- Work to complete
Transcribe all of the material below word for word and leave out its pictures.

──────── Entries provided ────────

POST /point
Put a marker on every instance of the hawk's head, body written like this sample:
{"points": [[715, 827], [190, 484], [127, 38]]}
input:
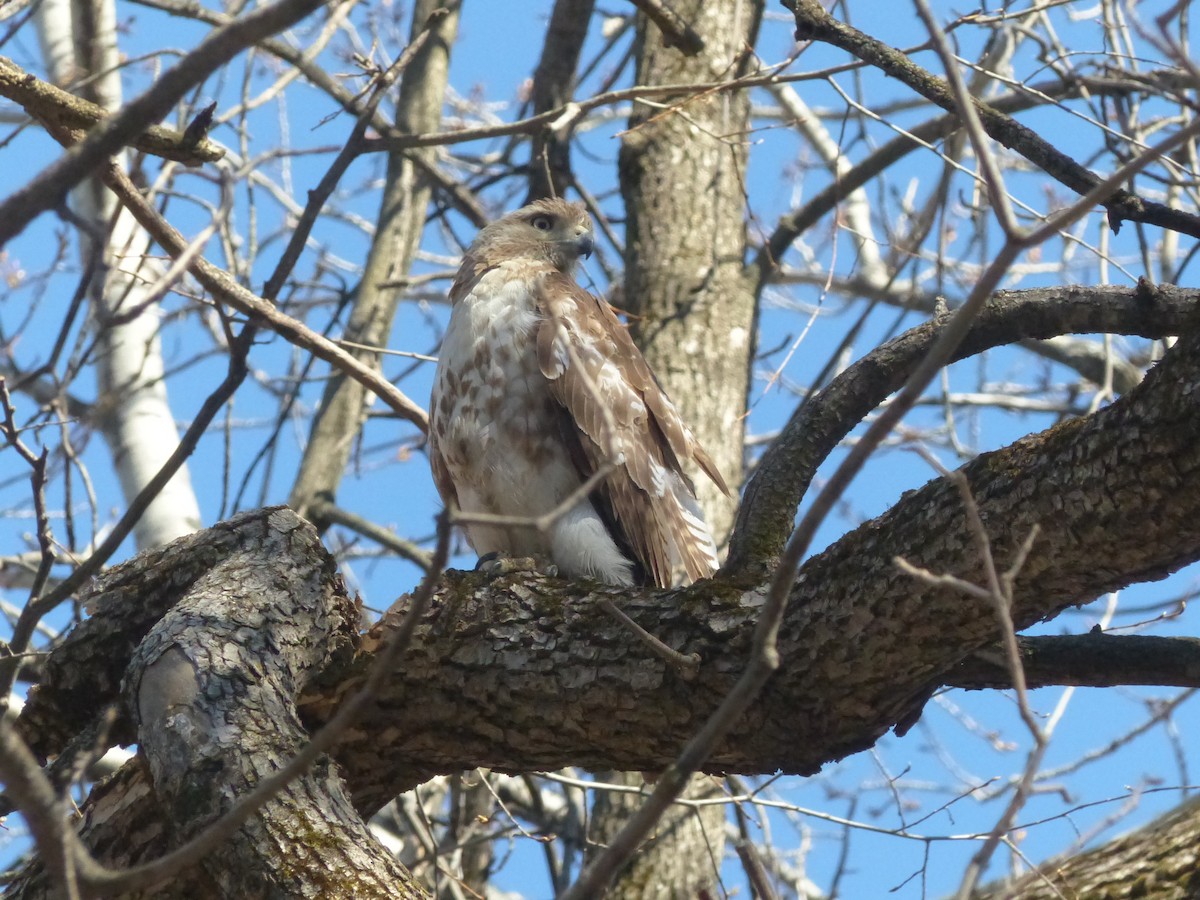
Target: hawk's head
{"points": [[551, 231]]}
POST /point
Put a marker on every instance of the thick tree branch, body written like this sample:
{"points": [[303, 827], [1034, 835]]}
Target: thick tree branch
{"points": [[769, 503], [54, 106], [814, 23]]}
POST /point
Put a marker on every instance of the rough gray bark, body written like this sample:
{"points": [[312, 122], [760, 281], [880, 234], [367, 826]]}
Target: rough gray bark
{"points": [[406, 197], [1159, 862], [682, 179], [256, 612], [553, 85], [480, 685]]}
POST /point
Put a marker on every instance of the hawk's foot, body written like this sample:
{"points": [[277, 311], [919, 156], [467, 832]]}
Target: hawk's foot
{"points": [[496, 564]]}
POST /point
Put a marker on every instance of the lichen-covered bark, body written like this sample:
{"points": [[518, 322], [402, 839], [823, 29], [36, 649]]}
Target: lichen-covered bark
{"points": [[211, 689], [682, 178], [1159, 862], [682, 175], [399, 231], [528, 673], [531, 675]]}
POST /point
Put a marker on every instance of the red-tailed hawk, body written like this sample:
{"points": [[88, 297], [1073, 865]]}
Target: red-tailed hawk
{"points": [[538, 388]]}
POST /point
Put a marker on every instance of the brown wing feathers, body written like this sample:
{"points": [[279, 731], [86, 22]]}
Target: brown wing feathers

────────

- Response to this task
POST /point
Put a marker on every instance of the hawk's head, body written like this sample:
{"points": [[715, 827], [190, 484], [127, 38]]}
input:
Target: hawk's head
{"points": [[551, 231]]}
POST /point
Put a marker on every instance of the thick tree branch, body written like this sample:
{"points": [[303, 827], [1034, 835]]}
Target: thick tree branch
{"points": [[769, 503], [54, 106], [814, 23]]}
POST /point
Put a marker on every instance of the rough gray bark, body written like this sample:
{"points": [[312, 122], [760, 281], [880, 234], [367, 826]]}
Target: rough gray bark
{"points": [[406, 197], [1159, 862], [682, 179], [256, 612], [553, 85], [480, 685]]}
POST /point
Put a marker on every instance of the hawk's foot, body written like this sample:
{"points": [[277, 311], [919, 156], [467, 832]]}
Target: hawk's foot
{"points": [[496, 564]]}
POST /point
Put a marker on every instance of the lichen-covered bark, body written like this sample:
{"points": [[518, 322], [402, 839], [823, 29], [36, 649]]}
Target: lichen-covered bark
{"points": [[211, 689], [682, 178], [1159, 862], [682, 175], [399, 231], [528, 673], [531, 675]]}
POST /point
Put a marker on every instance of the red-tailed hawk, body written like this sample:
{"points": [[88, 297], [1073, 865]]}
Target: red-tailed hawk
{"points": [[538, 388]]}
POST /point
Put a marker on every instance of the brown wing feathers, body written like this sample:
{"points": [[279, 731], [86, 22]]}
Target: brown wing feathers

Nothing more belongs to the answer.